### DAFTAR TUGAS
a) Ketik ulang bagian artikel tentang kewenangan penyidik pajak, mulai dari "JAKARTA, Penyidik pajak" dan berakhir pada "melakukan tindak pidana pajak.".
b) Tentukan apakah setiap pernyataan berikut sesuai dengan artikel tentang kewenangan penyidik pajak. Jawab ya atau tidak, lalu kutip kata-kata artikel yang menjadi dasarnya. (i) Pemerintah mengusulkan tambahan kewenangan bagi penyidik untuk menangkap dan menahan tersangka tindak pidana pajak. (ii) Bea Cukai belum memiliki kewenangan untuk menangkap dan menahan tersangka. (iii) Topik tersebut dibahas media nasional pada hari Senin.
c) Tuliskan lanjutan artikel tentang kewenangan penyidik pajak, dimulai setelah kalimat terakhirnya.

:: TEKS SUMBER ::

JAKARTA, Penyidik pajak akan tetap berkoordinasi dengan aparat penegak hukum (APH) dalam penangkapan dan penahanan tersangka tindak pidana pajak. Topik tersebut menjadi salah satu bahasan media nasional pada hari ini, Rabu (1/9/2021).
Direktur Peraturan Perpajakan I Ditjen Pajak (DJP) Hestu Yoga Saksama mengatakan dalam RUU Ketentuan Umum dan Tata Cata Perpajakan (KUP), pemerintah mengusulkan tambahan kewenangan bagi penyidik untuk menangkap dan menahan tersangka yang melakukan tindak pidana pajak.
“Ini dalam konteks selama ini kita belum punya kewenangan itu. Kita hanya minta bantuan polisi. Sementara di Bea Cukai ada kewenangan itu. Dalam operasionalnya nanti, kita akan meminta kepada polisi atau APH dalam melakukan penangkapan atau penahanan tersangka," ujar Hestu.
Dengan demikian tambahan kewenangan penyidik untuk menahan dan menangkap tersangka diperlukan agar penyidik pajak dapat dengan lebih mudah berkoordinasi dan meminta bantuan APH dalam menegakkan ketentuan perpajakan.

:::
:: DAFTAR ENTRI ::

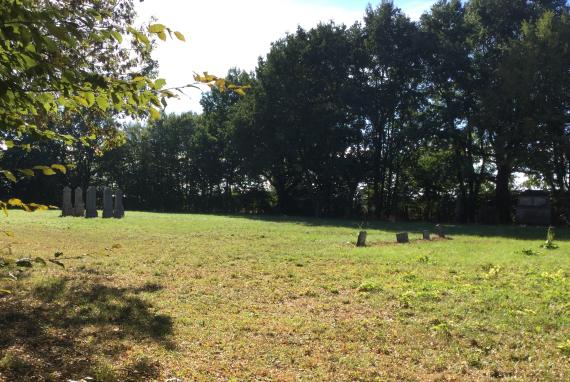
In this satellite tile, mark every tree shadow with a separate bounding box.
[223,214,570,240]
[0,277,171,381]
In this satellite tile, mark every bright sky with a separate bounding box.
[136,0,435,113]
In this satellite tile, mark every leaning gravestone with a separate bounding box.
[356,231,366,247]
[61,186,73,216]
[113,189,125,219]
[103,187,113,219]
[396,232,410,243]
[73,186,85,216]
[85,186,97,218]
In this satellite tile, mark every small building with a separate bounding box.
[516,190,552,225]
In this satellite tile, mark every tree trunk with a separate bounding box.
[495,164,511,224]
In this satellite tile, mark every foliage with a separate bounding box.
[0,0,570,223]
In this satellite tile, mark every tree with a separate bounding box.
[362,1,423,217]
[0,0,184,210]
[249,23,361,215]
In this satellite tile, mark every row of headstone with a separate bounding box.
[61,186,125,219]
[356,224,445,247]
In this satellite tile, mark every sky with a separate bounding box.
[136,0,435,113]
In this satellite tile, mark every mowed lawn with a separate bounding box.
[0,211,570,381]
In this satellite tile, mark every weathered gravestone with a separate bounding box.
[73,187,85,216]
[85,186,97,218]
[435,224,445,237]
[103,187,113,219]
[61,186,73,216]
[396,232,410,243]
[356,231,366,247]
[113,188,125,219]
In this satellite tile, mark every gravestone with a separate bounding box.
[103,187,113,219]
[73,186,85,216]
[85,186,97,218]
[396,232,410,243]
[113,188,125,219]
[356,231,366,247]
[435,224,445,237]
[61,186,73,216]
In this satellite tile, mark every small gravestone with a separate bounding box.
[73,186,85,216]
[85,186,97,218]
[103,187,113,219]
[113,189,125,219]
[356,231,366,247]
[435,224,445,237]
[396,232,410,243]
[61,186,73,216]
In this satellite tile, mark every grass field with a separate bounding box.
[0,211,570,381]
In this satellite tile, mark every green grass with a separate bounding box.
[0,211,570,381]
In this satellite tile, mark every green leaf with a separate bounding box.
[148,107,160,120]
[154,78,166,89]
[95,94,109,111]
[51,164,67,174]
[148,24,166,33]
[18,168,36,177]
[2,170,18,182]
[174,31,186,41]
[111,30,123,44]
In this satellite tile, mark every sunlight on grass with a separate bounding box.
[0,212,570,381]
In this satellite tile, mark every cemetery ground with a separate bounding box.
[0,211,570,381]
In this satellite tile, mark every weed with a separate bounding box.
[519,248,540,256]
[0,352,30,373]
[557,340,570,357]
[541,227,558,249]
[358,280,382,293]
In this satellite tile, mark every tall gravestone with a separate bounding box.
[113,188,125,219]
[435,224,445,238]
[356,231,366,247]
[61,186,73,216]
[103,187,113,219]
[85,186,97,218]
[396,232,410,243]
[73,186,85,216]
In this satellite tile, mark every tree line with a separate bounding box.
[1,0,570,223]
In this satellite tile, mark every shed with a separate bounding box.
[516,190,552,225]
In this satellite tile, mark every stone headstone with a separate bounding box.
[85,186,97,218]
[113,188,125,219]
[103,187,113,219]
[356,231,366,247]
[396,232,410,243]
[73,187,85,216]
[435,224,445,237]
[61,186,73,216]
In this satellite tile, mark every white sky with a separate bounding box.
[136,0,434,113]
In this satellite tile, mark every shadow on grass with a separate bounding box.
[0,278,171,381]
[221,215,570,240]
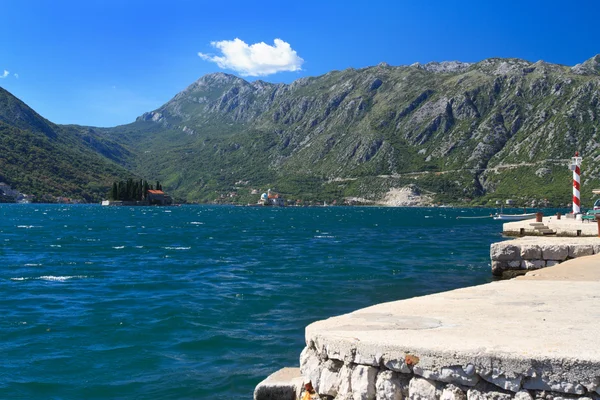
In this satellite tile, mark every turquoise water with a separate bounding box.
[0,204,501,399]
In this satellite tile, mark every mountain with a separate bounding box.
[0,55,600,206]
[0,88,131,201]
[100,56,600,204]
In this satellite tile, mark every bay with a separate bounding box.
[0,204,501,399]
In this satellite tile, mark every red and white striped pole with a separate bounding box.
[571,151,581,215]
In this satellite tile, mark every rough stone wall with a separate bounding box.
[490,240,600,276]
[300,342,600,400]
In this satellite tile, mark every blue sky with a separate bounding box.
[0,0,600,126]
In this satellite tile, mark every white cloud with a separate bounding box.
[198,38,304,76]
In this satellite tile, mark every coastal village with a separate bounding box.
[254,153,600,400]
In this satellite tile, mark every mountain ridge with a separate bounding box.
[0,55,600,204]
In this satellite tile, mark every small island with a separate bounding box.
[101,179,173,206]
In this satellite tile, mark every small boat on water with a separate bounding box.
[494,213,535,221]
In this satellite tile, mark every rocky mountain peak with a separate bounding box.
[411,61,473,73]
[571,54,600,75]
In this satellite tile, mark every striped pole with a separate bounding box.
[571,151,581,214]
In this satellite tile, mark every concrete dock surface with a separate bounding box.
[301,254,600,399]
[502,215,598,236]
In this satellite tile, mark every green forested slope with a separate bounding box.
[104,56,600,204]
[0,88,130,201]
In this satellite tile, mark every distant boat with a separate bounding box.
[494,213,535,221]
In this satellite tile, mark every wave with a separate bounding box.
[10,275,88,282]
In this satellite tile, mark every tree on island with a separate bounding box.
[108,178,162,201]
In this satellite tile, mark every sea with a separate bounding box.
[0,204,516,400]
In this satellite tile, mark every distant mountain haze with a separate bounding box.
[0,56,600,205]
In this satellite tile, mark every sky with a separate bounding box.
[0,0,600,127]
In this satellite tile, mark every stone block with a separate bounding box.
[254,368,303,400]
[413,365,479,386]
[490,242,521,261]
[515,390,533,400]
[467,384,513,400]
[300,347,322,387]
[315,360,342,397]
[541,244,569,261]
[480,370,523,392]
[338,364,352,399]
[521,260,546,269]
[408,376,442,400]
[440,384,467,400]
[492,261,508,276]
[381,356,412,374]
[351,365,378,400]
[375,371,404,400]
[521,245,542,260]
[569,244,594,258]
[523,376,586,394]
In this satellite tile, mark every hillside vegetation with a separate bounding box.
[0,88,130,202]
[0,56,600,206]
[104,56,600,205]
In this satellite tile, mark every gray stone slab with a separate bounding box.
[306,255,600,393]
[254,368,303,400]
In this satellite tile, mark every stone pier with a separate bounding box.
[257,255,600,400]
[490,236,600,278]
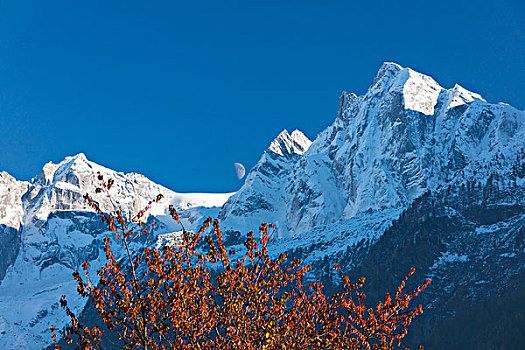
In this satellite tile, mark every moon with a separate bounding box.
[233,163,246,180]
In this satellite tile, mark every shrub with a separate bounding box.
[51,176,430,349]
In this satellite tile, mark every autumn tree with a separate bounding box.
[51,175,430,349]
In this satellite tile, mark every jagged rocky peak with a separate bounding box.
[0,171,29,229]
[268,129,312,156]
[367,62,443,115]
[32,153,96,186]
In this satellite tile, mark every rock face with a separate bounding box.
[0,63,525,349]
[219,130,312,237]
[220,63,525,235]
[0,154,231,349]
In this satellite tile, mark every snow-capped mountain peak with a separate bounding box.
[221,62,525,234]
[367,62,443,115]
[268,129,312,156]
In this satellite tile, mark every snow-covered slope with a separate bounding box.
[219,130,312,238]
[220,63,525,234]
[0,154,231,349]
[0,63,525,349]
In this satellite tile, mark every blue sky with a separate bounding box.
[0,0,525,192]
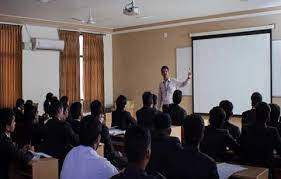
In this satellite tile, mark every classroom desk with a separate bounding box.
[230,166,268,179]
[9,158,59,179]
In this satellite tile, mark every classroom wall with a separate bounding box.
[22,25,113,113]
[113,11,281,117]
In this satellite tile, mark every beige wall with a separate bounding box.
[113,11,281,118]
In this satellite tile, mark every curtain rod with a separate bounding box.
[0,22,106,35]
[58,29,106,35]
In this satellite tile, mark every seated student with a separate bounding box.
[241,102,281,167]
[166,90,187,126]
[111,95,136,130]
[267,104,281,135]
[0,109,33,179]
[242,92,262,131]
[200,107,240,162]
[61,115,118,179]
[167,114,219,179]
[69,102,83,134]
[60,96,69,106]
[39,100,79,167]
[152,94,161,113]
[90,100,126,169]
[14,98,24,122]
[111,126,155,179]
[136,92,156,130]
[219,100,241,141]
[13,104,42,148]
[147,112,182,176]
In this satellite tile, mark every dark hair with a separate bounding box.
[0,108,15,132]
[142,91,153,106]
[70,102,82,119]
[209,106,226,128]
[46,93,54,101]
[183,114,205,146]
[269,104,280,127]
[79,115,102,146]
[60,96,68,104]
[49,100,63,117]
[24,105,38,121]
[91,100,103,116]
[154,112,172,130]
[255,102,271,123]
[173,90,182,104]
[152,94,157,106]
[161,65,169,72]
[16,98,24,107]
[125,126,151,162]
[251,92,262,107]
[219,100,233,120]
[116,95,127,110]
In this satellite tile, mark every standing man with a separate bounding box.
[158,66,192,112]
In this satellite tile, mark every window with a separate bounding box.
[79,34,84,101]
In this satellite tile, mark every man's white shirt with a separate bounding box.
[61,145,118,179]
[158,78,189,108]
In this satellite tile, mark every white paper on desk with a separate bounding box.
[109,128,126,136]
[29,150,52,160]
[217,163,247,179]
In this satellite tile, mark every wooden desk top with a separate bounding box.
[231,166,268,179]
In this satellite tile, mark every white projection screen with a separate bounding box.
[192,30,272,115]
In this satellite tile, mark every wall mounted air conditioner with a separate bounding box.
[31,38,64,51]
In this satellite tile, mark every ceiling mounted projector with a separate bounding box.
[123,0,140,16]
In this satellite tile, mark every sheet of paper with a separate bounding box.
[217,163,247,179]
[109,128,126,136]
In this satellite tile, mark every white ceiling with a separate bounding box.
[0,0,281,28]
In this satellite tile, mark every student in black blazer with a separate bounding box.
[68,102,83,134]
[267,104,281,135]
[111,95,136,130]
[147,112,182,176]
[0,109,33,179]
[167,114,219,179]
[136,92,156,130]
[219,100,241,142]
[200,107,240,162]
[90,100,127,169]
[168,90,187,126]
[39,100,79,168]
[241,102,281,167]
[242,92,262,131]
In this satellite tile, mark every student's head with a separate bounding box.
[142,91,153,107]
[209,106,226,128]
[161,66,169,80]
[152,94,157,107]
[62,103,69,121]
[154,112,172,135]
[0,108,16,134]
[24,105,38,122]
[183,114,205,147]
[79,115,102,150]
[255,102,271,124]
[116,95,127,110]
[219,100,233,120]
[46,93,54,101]
[125,126,151,166]
[269,104,280,125]
[70,102,82,119]
[49,100,64,120]
[16,98,24,110]
[91,100,103,116]
[60,96,69,106]
[173,90,182,104]
[251,92,262,107]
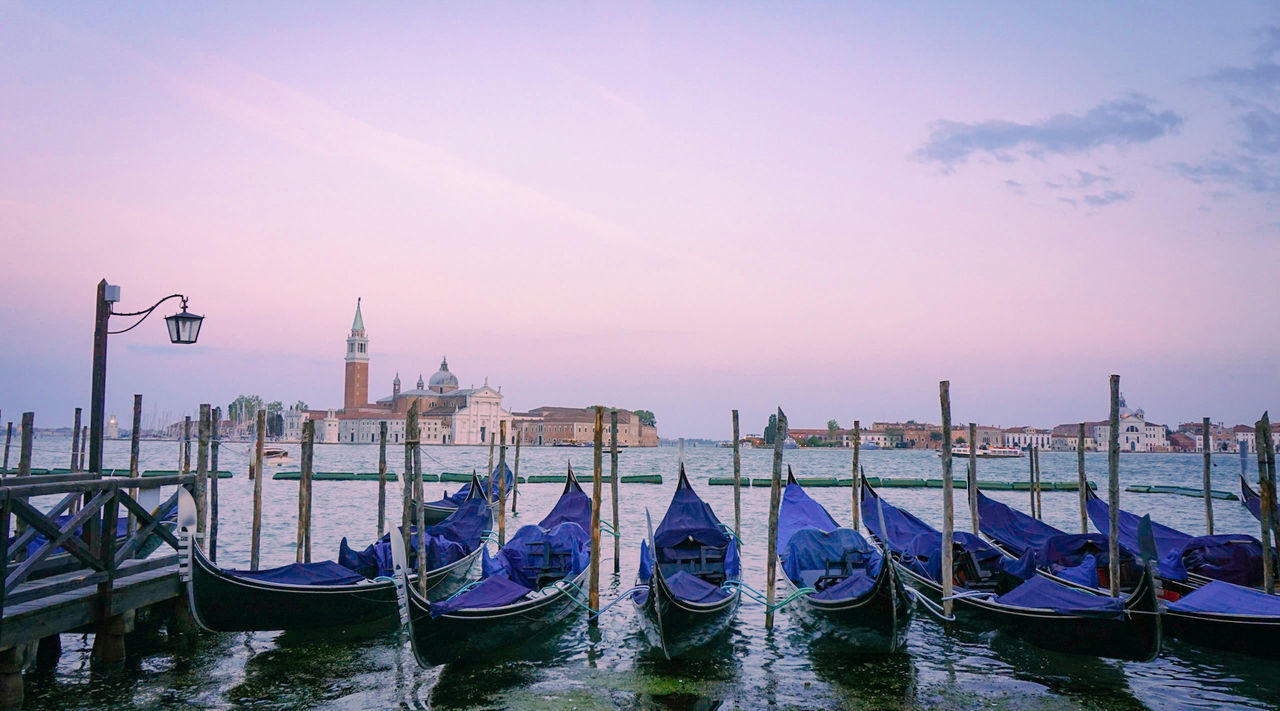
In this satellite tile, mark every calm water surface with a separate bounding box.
[12,438,1280,710]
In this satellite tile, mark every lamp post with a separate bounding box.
[87,279,205,474]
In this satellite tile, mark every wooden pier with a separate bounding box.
[0,471,196,708]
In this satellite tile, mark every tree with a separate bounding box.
[764,414,778,445]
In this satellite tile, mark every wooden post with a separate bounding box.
[511,429,525,516]
[401,398,421,551]
[588,405,604,625]
[609,410,619,574]
[70,407,81,471]
[18,413,36,477]
[964,423,978,535]
[733,410,742,539]
[1032,445,1044,520]
[938,380,957,617]
[1075,423,1089,533]
[1253,413,1280,594]
[489,420,507,548]
[196,404,209,547]
[209,407,223,562]
[4,420,13,474]
[378,420,387,539]
[294,420,316,562]
[764,407,790,629]
[128,393,142,533]
[852,420,860,530]
[248,413,266,570]
[1201,418,1208,535]
[1107,375,1120,597]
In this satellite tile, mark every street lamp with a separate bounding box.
[88,279,205,473]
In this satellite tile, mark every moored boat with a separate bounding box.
[631,462,741,658]
[860,478,1161,661]
[392,468,591,666]
[178,476,492,632]
[777,466,913,651]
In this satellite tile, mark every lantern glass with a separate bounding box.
[164,306,205,343]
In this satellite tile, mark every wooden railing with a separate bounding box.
[0,473,195,617]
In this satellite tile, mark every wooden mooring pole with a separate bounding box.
[733,410,742,541]
[1201,418,1213,535]
[1107,375,1120,597]
[938,380,957,617]
[850,420,863,532]
[964,423,978,535]
[609,410,624,575]
[209,407,223,562]
[511,428,525,516]
[764,407,790,629]
[588,405,604,626]
[294,420,316,562]
[490,420,507,548]
[196,402,210,540]
[248,413,266,570]
[1075,423,1089,533]
[70,407,81,471]
[378,420,387,538]
[1253,413,1280,594]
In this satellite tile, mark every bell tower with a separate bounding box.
[342,298,369,410]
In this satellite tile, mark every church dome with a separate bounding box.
[428,360,458,392]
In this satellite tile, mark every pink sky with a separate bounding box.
[0,3,1280,437]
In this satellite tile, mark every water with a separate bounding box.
[12,438,1280,710]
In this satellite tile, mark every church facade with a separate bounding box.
[283,300,516,445]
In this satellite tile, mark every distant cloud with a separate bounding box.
[916,96,1183,170]
[1084,190,1133,208]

:::

### JAWABAN
a)
JAKARTA, Penyidik pajak akan tetap berkoordinasi dengan aparat penegak hukum (APH) dalam penangkapan dan penahanan tersangka tindak pidana pajak. Topik tersebut menjadi salah satu bahasan media nasional pada hari ini, Rabu (1/9/2021).
Direktur Peraturan Perpajakan I Ditjen Pajak (DJP) Hestu Yoga Saksama mengatakan dalam RUU Ketentuan Umum dan Tata Cata Perpajakan (KUP), pemerintah mengusulkan tambahan kewenangan bagi penyidik untuk menangkap dan menahan tersangka yang melakukan tindak pidana pajak.

b)
(i) Ya: "pemerintah mengusulkan tambahan kewenangan bagi penyidik untuk menangkap dan menahan tersangka yang melakukan tindak pidana pajak"
(ii) Tidak: "Sementara di Bea Cukai ada kewenangan itu."
(iii) Tidak: "Topik tersebut menjadi salah satu bahasan media nasional pada hari ini, Rabu (1/9/2021)."

c)
Selain mengenai tambahan kewenangan penyidik pajak, ada pula bahasan terkait dengan respons pelaku usaha mikro, kecil, dan menengah (UMKM) mengenai beberapa poin perubahan ketentuan dalam RUU KUP. Ada pula bahasan tentang ditutupnya 2 aplikasi elektronik DJP.
Berikut ulasan berita selengkapnya.
Kewenangan Sita dan Blokir Aset Tersangka Pidana Pajak
Selain mengusulkan tambahan kewenangan penangkapan dan penahanan tersangka, pemerintah juga berencana memberikan kewenangan bagi penyidik pajak untuk menyita dan memblokir aset milik tersangka tindak pidana pajak.
“Kalau nanti ternyata terbukti dia melakukan pidana pajak, kerugian negaranya bisa dipulihkan,” ujar Direktur Peraturan Perpajakan I DJP Hestu Yoga Saksama.
Dalam ketentuan yang berlaku pada saat ini, penyidik hanya memiliki kewenangan untuk melakukan penyitaan atas bahan bukti tindak pidana pajak. Penyidik tidak memiliki kewenangan untuk menyita harta kekayaan milik tersangka. (DDTCNews)
Respons Pelaku UMKM
Asosiasi UMKM Indonesia (Akumindo) khawatir dengan rencana pengenaan pajak penghasilan (PPh) minimum dalam skema alternative minimum tax (AMT). Rencana itu dinilai akan memberatkan pelaku usaha dan berpotensi menghambat pengembangan usaha.
"Kami meminta UMK tetap dikenakan pajak final sebesar 0,5% dari omzet atau dengan alternatif pilihan dikenai PPh sesuai Pasal 31E UU PPh," ujar Ketua Umum Akumindo Ikhsan Ingratubun. Simak pula ‘Pengecualian PPh Minimum WP Badan Rugi Bakal Diatur dalam PMK’. (DDTCNews/Kontan)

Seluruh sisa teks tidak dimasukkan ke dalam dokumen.